EXCERPT —
Failing Requests to Fetch Source from a Facebook Page : Forums : PythonAnywhere

Failing Requests to Fetch Source from a Facebook Page

I have a simple Flask app that extracts post and profile id from the source code of a Facebook page. User enters the FB post's URL to input box, application makes a request to facebook to fetch the source, then process it with beautifulsoup. The rest is handled locally by regex.

def extract_post_link_from_posts(self, link):
        link = link.replace("m.f", "www.f")
        res = requests.get(link, headers = self.headers)
        soup_data = BeautifulSoup(res.text, 'html.parser')

        match = re.search(self.link_pattern, soup_data.prettify())
        if match:
            link = match.group()

            link2 = link.strip('link href=').strip('"').split('/')

            link3 = 'https://www.facebook.com/{}/posts/{}/'.format(link2[3],link2[6])
            result = link3
        return result

This is the function. When I use it locally on my PC it works just great. However, when I try to use it on my Pythonanywhere website, the request fails and requests.get only returns page source of login page. I use headers as you can see. I tried several things but can't get it to work.

ulassahillioglu | 7 posts | July 9, 2023, 8:50 p.m. | permalink

What do you see in your logs?

GIVEN REQUEST — Condense the paragraph of the thread that begins "I have a simple Flask app" into a short bulleted list of its main facts. Use only the thread to do this.

EXTRACTED MATERIAL —

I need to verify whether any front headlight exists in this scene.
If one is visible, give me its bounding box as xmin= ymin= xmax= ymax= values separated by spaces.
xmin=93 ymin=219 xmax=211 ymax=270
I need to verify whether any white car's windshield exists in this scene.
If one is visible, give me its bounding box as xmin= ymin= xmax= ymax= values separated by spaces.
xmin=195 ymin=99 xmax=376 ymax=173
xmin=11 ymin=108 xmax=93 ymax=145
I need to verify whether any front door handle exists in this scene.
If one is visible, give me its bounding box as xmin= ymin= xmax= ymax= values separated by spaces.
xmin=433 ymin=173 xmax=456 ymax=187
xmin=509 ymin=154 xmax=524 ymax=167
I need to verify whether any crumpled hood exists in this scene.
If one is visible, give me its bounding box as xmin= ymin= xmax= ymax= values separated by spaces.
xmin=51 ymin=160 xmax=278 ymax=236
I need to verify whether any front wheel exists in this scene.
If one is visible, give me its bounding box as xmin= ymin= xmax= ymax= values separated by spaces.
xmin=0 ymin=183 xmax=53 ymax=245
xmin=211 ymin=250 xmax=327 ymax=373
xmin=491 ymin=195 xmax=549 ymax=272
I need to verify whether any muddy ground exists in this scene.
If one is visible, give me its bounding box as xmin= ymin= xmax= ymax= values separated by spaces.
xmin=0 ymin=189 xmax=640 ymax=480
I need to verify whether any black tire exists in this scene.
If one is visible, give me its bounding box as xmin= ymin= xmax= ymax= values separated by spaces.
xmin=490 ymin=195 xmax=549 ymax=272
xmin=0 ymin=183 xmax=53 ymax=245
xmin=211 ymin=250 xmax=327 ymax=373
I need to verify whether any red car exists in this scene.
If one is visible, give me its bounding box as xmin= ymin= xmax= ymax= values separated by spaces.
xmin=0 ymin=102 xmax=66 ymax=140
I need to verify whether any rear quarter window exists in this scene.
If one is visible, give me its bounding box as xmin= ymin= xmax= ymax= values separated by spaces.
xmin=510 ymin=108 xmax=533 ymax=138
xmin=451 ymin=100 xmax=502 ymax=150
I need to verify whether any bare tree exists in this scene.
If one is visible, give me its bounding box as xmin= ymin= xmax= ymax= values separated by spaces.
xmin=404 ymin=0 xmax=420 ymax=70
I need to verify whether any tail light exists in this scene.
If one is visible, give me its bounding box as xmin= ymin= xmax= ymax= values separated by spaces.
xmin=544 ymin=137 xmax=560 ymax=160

FINISHED ANSWER —
- A simple Flask app pulls post and profile IDs from a Facebook page's source code.
- The user types a Facebook post's URL into an input box.
- The app requests the page source from Facebook and processes it with BeautifulSoup.
- Regex handles the rest locally.